* **WORK REQUIRED**
Tally the lines in the records below that contain the word "tree", and give only that number.

* **MATERIAL PROVIDED**
- - -

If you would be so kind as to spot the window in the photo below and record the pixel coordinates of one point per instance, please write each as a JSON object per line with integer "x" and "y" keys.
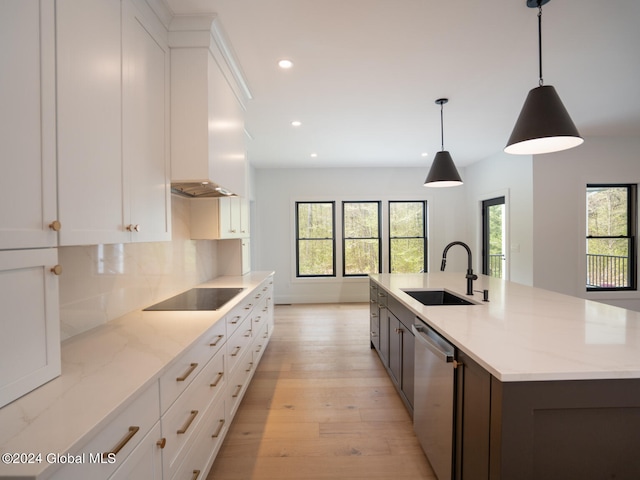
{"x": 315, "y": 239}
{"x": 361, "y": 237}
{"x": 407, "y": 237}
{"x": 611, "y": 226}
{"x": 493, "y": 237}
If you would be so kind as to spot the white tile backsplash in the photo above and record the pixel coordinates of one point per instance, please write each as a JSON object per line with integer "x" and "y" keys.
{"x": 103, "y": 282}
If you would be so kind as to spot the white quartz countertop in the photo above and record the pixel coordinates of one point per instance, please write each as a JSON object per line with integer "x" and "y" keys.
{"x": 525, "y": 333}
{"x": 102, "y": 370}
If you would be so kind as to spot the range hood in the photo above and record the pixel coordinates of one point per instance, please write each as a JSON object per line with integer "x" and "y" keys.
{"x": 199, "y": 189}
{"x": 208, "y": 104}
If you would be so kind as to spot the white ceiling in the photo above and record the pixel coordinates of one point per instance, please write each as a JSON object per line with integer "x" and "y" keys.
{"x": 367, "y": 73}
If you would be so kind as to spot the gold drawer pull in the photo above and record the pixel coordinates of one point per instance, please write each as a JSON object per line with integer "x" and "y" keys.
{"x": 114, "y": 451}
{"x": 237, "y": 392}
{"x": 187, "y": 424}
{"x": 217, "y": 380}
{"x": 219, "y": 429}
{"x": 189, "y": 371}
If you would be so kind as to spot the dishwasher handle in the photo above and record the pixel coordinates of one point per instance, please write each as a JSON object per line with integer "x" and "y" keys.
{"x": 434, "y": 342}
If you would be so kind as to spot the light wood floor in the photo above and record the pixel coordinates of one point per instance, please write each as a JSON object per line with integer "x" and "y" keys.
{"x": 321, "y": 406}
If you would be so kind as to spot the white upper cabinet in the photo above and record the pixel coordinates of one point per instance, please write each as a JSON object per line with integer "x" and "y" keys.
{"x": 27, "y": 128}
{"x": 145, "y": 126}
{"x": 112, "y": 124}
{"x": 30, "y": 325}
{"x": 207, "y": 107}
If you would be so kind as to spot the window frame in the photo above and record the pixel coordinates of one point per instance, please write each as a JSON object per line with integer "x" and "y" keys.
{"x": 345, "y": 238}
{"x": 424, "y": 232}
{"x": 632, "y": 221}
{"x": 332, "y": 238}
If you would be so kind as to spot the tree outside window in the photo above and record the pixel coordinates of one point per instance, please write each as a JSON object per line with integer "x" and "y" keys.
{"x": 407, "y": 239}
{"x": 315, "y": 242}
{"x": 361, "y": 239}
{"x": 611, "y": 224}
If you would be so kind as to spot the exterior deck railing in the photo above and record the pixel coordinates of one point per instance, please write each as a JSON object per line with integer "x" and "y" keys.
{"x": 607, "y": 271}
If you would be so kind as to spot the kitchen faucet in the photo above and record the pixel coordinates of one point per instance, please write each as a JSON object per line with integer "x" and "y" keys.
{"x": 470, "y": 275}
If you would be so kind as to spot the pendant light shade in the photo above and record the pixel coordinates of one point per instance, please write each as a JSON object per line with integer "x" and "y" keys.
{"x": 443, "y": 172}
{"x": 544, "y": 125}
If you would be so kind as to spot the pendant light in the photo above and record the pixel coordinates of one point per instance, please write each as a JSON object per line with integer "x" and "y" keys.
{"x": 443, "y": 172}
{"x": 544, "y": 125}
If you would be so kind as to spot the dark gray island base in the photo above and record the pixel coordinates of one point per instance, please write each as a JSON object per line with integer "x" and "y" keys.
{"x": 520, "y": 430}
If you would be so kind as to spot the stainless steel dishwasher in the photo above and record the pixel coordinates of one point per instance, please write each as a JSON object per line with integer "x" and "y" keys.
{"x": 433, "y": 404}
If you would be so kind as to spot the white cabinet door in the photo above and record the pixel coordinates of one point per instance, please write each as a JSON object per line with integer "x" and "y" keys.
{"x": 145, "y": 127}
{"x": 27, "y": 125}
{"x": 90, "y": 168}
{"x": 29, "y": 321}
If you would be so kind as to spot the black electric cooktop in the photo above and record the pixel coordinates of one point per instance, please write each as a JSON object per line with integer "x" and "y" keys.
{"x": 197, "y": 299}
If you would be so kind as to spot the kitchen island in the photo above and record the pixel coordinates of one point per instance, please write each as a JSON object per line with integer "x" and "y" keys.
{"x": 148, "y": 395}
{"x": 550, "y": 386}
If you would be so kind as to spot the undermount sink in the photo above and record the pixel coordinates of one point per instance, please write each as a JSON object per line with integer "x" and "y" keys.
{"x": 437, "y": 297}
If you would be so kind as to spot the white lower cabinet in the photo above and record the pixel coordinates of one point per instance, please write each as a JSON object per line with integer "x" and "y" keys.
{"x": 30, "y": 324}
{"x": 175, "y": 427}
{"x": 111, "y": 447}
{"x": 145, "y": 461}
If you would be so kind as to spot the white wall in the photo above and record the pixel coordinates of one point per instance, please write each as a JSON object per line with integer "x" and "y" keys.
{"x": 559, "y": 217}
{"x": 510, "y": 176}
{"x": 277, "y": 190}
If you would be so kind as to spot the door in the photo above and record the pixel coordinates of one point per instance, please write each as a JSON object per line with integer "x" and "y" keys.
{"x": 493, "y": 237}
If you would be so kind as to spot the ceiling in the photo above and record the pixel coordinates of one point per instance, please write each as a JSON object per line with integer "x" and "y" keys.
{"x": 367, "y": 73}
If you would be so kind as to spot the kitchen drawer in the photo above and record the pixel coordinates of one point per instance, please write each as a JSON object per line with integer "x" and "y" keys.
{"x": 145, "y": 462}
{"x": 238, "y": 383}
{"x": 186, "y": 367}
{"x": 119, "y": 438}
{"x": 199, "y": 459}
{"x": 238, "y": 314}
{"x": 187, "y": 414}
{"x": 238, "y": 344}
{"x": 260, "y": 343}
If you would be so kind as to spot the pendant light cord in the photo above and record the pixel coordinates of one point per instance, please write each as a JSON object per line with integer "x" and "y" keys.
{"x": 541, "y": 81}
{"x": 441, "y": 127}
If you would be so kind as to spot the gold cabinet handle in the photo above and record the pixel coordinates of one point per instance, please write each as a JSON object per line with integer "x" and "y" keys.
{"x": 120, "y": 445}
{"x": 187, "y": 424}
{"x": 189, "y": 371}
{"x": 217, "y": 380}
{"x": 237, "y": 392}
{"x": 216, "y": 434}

- - -

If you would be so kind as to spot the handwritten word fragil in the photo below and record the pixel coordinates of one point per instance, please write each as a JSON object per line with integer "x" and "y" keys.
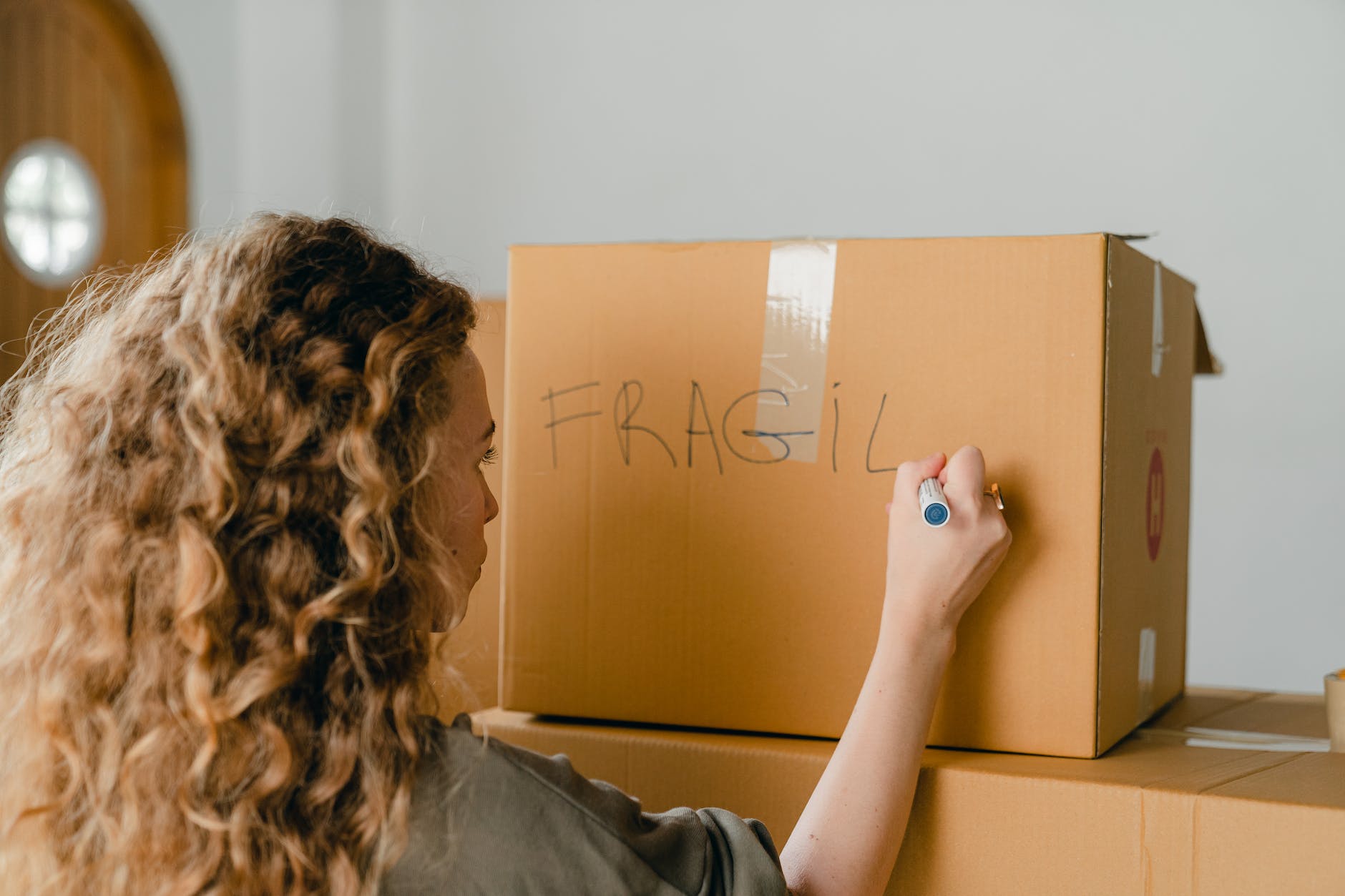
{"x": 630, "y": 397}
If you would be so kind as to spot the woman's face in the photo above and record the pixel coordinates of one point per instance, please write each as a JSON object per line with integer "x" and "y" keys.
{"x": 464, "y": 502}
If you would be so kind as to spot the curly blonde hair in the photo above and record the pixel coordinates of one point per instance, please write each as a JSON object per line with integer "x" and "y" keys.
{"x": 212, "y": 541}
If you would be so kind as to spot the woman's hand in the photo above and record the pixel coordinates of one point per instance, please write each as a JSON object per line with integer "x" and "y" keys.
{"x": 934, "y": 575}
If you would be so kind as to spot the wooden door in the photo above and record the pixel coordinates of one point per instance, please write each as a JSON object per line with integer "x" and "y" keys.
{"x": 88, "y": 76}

- - -

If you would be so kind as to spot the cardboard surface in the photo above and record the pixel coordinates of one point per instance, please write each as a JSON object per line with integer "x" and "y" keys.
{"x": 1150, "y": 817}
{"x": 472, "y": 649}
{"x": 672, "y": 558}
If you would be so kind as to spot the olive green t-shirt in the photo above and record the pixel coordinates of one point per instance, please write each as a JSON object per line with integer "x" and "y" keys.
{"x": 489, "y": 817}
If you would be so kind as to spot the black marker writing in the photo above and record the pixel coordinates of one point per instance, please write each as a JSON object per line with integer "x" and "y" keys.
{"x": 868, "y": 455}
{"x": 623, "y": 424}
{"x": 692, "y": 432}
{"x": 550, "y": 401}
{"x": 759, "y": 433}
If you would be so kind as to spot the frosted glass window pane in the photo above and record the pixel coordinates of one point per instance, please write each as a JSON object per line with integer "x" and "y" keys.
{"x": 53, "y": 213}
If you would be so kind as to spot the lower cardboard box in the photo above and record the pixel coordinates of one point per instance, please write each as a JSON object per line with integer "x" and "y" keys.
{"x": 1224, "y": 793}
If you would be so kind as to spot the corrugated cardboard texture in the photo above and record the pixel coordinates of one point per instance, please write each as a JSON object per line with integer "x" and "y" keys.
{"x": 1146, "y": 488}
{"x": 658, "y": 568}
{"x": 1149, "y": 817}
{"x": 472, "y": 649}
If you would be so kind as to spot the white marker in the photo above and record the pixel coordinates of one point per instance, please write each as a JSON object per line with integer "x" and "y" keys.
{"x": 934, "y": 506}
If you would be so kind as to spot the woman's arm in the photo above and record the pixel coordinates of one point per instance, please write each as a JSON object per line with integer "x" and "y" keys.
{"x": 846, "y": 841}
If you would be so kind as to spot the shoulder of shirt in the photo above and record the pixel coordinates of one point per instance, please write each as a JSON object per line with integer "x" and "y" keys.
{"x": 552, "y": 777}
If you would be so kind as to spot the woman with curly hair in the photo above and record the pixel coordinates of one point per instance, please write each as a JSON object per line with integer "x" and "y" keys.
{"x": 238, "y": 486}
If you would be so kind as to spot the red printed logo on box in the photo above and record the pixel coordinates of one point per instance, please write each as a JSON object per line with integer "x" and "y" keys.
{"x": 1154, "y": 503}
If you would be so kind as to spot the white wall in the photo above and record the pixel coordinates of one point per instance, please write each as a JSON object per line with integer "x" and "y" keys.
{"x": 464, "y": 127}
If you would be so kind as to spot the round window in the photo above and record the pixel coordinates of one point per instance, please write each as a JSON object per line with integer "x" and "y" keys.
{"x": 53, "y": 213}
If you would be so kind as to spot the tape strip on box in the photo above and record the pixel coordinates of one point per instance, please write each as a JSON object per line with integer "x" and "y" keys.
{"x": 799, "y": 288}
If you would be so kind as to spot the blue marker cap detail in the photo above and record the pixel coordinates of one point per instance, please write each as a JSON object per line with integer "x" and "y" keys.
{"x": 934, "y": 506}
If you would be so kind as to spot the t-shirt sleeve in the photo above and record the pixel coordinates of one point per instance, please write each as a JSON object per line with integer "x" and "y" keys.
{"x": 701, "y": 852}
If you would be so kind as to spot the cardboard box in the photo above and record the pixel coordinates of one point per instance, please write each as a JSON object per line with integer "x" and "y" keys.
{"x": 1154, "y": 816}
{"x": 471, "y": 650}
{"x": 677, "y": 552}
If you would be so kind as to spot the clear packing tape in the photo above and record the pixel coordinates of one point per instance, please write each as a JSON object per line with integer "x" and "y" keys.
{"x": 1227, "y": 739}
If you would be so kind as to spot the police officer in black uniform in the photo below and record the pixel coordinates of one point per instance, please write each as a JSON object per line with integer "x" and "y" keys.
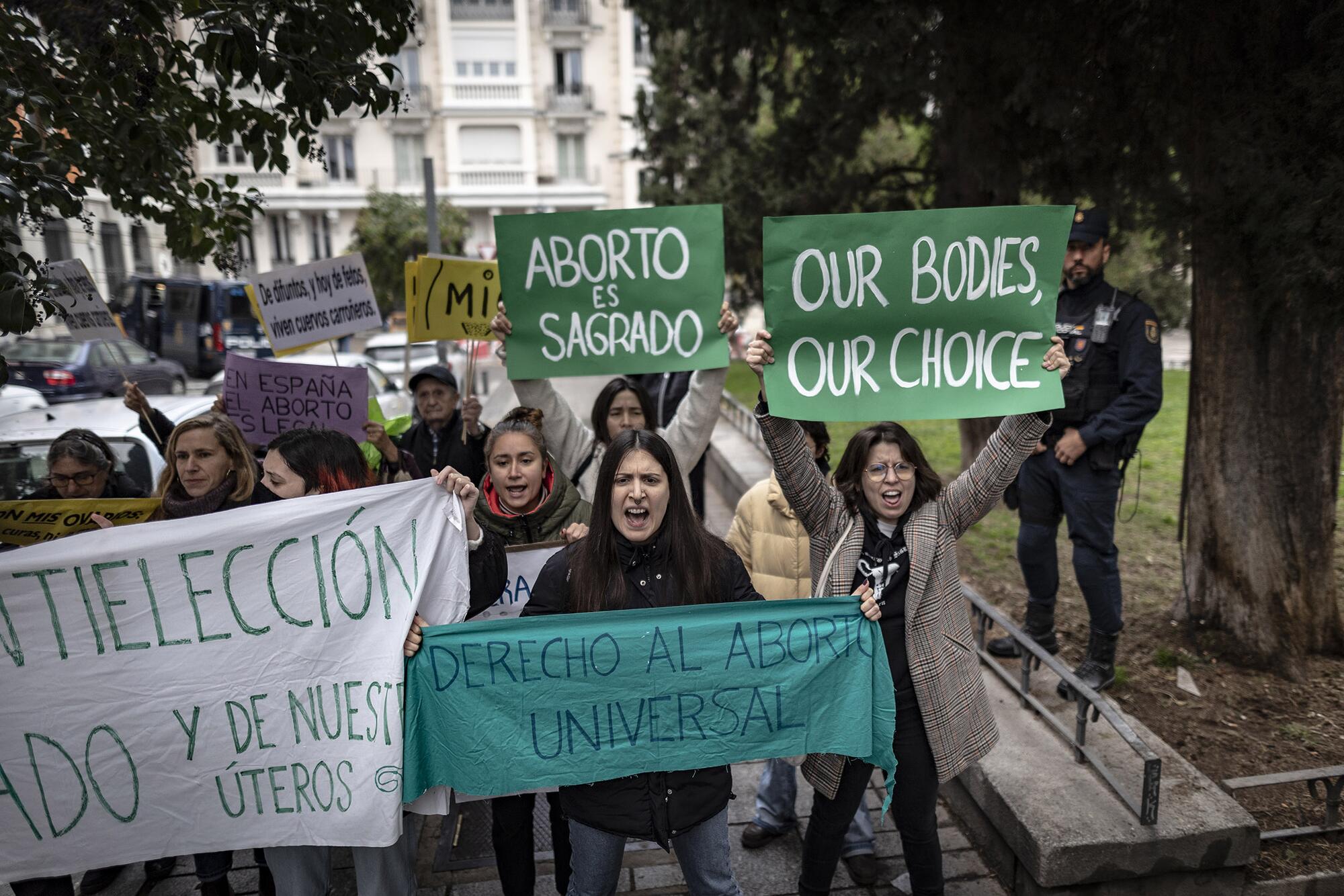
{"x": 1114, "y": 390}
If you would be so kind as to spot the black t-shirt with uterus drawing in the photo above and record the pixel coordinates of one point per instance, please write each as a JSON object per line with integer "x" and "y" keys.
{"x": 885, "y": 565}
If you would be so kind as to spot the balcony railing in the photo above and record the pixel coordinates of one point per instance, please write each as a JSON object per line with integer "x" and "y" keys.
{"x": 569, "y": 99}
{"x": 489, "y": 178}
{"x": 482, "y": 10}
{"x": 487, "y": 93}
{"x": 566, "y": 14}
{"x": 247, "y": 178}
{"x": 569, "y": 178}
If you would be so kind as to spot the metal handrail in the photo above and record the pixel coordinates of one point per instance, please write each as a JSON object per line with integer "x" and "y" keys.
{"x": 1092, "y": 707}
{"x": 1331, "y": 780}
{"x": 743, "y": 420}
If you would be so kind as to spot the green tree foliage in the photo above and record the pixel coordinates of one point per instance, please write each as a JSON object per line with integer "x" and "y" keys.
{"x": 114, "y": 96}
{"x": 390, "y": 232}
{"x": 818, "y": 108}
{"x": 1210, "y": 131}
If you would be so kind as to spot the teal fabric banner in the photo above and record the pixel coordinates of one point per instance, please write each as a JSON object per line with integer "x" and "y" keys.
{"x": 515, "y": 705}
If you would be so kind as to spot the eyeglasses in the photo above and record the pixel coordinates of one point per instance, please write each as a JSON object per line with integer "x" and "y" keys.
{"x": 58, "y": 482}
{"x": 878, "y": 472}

- - -

* **EXERCISE SOLUTION**
2